**Written exercise**
Render the entries, from their first line through the line containing "[413,210,439,228]", as a JSON list of strings, one string per line, omitting any blank lines.

Records from a data source
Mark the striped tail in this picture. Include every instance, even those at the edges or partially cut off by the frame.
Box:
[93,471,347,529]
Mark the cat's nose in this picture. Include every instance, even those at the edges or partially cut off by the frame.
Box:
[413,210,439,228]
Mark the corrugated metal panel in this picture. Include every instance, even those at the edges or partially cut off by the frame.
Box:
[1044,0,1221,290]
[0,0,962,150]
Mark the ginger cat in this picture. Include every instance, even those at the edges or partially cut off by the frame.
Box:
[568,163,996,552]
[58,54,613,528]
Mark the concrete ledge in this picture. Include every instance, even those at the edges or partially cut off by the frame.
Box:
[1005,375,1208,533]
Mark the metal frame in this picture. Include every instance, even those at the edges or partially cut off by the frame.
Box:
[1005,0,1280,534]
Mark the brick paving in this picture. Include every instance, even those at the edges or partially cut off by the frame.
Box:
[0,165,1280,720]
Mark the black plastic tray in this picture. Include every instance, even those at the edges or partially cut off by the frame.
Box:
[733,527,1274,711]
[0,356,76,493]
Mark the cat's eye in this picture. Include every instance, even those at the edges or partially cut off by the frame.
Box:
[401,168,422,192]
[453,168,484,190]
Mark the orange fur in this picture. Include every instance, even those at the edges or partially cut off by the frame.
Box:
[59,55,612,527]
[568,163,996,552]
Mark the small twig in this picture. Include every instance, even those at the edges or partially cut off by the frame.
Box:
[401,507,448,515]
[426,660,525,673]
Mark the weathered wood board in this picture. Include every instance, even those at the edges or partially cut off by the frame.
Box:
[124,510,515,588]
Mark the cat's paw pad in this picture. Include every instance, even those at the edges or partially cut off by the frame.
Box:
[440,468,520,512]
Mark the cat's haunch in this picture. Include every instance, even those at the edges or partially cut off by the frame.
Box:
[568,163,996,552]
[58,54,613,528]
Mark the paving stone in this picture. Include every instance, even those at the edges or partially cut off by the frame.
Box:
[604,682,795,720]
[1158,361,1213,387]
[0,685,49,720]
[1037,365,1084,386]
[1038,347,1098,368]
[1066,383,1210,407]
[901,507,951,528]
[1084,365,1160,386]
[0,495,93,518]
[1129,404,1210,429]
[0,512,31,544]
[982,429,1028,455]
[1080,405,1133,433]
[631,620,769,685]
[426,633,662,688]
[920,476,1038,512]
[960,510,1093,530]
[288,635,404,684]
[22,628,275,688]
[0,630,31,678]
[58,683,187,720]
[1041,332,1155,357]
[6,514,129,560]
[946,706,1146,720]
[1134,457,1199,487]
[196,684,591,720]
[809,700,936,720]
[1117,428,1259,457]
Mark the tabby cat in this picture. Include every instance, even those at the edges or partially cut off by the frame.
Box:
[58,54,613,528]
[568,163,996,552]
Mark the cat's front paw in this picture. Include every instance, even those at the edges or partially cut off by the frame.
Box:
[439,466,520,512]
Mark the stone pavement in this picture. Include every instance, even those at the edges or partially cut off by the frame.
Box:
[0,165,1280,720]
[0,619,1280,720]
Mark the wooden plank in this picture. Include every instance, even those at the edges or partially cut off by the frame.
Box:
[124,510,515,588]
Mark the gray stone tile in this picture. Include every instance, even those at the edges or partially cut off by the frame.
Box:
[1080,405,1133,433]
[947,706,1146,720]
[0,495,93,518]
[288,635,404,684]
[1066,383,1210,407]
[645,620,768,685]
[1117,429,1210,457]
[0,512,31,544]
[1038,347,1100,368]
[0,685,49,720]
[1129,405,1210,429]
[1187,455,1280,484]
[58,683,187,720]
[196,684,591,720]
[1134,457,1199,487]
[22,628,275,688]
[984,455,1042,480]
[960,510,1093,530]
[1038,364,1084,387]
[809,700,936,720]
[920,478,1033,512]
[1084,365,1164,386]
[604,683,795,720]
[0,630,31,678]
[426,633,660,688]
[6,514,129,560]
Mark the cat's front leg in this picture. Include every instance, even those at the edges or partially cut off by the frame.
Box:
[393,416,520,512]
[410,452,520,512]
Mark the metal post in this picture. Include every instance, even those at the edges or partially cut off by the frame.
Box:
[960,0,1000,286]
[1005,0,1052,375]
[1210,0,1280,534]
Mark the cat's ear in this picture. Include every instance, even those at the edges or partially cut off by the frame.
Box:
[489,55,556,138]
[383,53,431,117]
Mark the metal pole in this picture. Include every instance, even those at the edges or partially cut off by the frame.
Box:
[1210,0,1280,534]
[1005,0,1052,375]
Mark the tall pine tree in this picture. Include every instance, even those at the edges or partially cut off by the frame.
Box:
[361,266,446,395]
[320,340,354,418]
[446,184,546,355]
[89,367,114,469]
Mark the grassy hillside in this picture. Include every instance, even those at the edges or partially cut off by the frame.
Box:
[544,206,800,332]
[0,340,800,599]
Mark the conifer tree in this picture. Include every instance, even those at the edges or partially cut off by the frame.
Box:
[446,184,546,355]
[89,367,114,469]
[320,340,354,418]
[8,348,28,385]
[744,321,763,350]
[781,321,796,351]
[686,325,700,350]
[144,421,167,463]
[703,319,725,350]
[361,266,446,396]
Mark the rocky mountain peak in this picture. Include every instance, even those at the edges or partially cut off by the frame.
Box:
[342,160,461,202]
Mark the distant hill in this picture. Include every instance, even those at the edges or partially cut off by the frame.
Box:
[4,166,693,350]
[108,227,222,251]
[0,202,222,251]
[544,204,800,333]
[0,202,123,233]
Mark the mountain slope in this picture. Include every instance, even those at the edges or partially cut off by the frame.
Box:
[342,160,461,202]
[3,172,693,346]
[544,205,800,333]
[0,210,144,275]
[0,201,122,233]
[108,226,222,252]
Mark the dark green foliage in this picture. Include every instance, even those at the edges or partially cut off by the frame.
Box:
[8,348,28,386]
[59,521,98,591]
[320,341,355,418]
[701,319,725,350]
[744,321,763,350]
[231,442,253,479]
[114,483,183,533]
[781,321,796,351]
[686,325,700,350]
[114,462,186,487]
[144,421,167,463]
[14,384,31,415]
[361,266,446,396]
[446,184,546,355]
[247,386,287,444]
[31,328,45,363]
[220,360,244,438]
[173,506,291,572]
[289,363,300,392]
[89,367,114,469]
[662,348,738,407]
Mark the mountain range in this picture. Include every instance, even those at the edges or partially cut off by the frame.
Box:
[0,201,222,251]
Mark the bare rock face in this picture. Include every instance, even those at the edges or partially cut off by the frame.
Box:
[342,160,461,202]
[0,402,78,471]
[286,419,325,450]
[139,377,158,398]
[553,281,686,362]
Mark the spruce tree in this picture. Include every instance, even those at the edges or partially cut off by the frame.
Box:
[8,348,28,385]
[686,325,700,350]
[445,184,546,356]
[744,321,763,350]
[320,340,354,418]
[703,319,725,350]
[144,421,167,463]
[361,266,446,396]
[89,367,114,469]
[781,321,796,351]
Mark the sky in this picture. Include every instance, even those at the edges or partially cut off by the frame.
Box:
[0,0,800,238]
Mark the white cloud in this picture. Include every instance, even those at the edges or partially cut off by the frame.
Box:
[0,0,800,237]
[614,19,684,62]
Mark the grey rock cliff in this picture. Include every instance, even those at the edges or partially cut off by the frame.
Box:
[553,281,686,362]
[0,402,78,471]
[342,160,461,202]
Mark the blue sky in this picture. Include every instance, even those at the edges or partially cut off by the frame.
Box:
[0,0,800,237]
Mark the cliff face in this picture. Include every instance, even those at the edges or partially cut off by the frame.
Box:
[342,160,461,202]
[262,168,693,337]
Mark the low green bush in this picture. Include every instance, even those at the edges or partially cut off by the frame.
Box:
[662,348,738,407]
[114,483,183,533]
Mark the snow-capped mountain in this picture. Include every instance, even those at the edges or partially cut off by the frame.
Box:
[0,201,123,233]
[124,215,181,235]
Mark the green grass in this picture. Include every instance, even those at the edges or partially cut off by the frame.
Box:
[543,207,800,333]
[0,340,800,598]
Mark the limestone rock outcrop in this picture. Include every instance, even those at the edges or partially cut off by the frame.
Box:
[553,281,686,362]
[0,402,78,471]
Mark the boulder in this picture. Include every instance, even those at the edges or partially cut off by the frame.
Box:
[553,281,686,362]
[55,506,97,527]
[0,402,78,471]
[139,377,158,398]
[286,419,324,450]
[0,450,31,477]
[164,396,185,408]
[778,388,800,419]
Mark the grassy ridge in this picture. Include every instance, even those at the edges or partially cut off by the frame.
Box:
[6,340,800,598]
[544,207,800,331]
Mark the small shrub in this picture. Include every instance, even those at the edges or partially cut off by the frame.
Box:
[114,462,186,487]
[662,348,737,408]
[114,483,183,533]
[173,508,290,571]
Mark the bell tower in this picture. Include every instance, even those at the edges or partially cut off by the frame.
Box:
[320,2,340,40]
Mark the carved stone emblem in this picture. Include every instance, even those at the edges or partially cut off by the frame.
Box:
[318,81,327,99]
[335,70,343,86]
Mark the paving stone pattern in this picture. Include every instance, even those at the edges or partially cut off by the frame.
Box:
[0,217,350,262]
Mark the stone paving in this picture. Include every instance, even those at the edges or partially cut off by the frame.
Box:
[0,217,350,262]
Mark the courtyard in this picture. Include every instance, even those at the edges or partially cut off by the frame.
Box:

**Expected answer**
[
  "Mark the striped tail in this picture. Include every instance, even those at the edges or partially cut off by the frame.",
  "Box:",
  "[93,471,347,529]",
  "Mark the cat's nose in this picture. Include every instance, even those at the edges or partially cut off by the frame.",
  "Box:",
  "[413,210,439,228]"
]